- To do
Copy every line of the records below word for word, leaving out the pictures.

- Data supplied

-- begin --

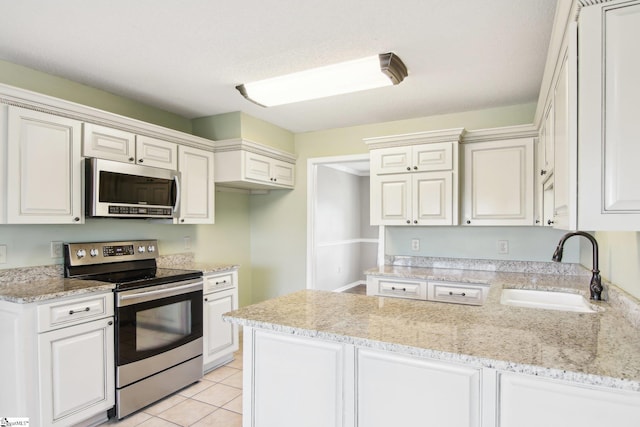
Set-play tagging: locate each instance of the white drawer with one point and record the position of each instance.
(217, 282)
(67, 312)
(399, 288)
(460, 293)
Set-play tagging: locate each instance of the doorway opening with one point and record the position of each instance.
(341, 244)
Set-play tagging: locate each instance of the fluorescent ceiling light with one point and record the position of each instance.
(375, 71)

-- end --

- Reply
Set-play tagging: locate each instance of the white drawer with one point and record the position of each instance.
(217, 282)
(67, 312)
(399, 288)
(460, 293)
Set-play tagging: locate each instance of the doorway opening with one point and record the position of each instance.
(341, 244)
Set-play tagging: locate each instance of the fluorescent ceiling light with one point and record the position of each instance.
(375, 71)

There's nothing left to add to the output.